**ASSIGNMENT**.
Starting with the line that contains "mmk i see the picture, now point out the sneaker", set down each line through the end of the entries below, exactly and with nothing added.

########################################

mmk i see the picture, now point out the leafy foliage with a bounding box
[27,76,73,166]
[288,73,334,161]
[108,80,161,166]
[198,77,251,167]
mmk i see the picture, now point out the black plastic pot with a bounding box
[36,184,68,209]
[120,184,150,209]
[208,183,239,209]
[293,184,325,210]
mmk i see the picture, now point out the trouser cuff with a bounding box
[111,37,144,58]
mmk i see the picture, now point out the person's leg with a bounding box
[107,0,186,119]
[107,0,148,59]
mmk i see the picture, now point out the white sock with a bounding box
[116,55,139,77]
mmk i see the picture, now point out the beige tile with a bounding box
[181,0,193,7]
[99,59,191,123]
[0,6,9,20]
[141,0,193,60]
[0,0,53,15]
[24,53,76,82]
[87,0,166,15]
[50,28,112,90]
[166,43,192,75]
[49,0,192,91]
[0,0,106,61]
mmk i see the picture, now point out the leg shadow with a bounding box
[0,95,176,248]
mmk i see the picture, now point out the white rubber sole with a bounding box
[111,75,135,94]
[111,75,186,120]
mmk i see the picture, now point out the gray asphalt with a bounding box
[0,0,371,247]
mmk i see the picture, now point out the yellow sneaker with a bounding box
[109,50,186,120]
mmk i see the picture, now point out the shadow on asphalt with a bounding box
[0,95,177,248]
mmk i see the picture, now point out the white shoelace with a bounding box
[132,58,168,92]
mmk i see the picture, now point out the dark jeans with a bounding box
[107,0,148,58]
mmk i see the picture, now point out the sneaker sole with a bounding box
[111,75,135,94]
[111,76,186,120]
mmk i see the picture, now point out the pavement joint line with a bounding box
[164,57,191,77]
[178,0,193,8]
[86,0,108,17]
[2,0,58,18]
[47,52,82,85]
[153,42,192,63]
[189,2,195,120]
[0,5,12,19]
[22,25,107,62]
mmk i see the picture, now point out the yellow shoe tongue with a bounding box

########################################

**EXERCISE ANSWER**.
mmk i see the picture, now point out the sneaker sole with a bounding box
[111,75,135,94]
[111,76,186,120]
mmk i see the picture, now point out the pavement joint line with a bounding box
[164,57,191,77]
[178,0,193,8]
[86,0,108,17]
[2,0,58,18]
[47,52,82,85]
[153,42,192,63]
[189,2,195,120]
[0,5,12,19]
[22,25,107,62]
mmk i see the picture, now point out the yellow shoe tongue with a bounding box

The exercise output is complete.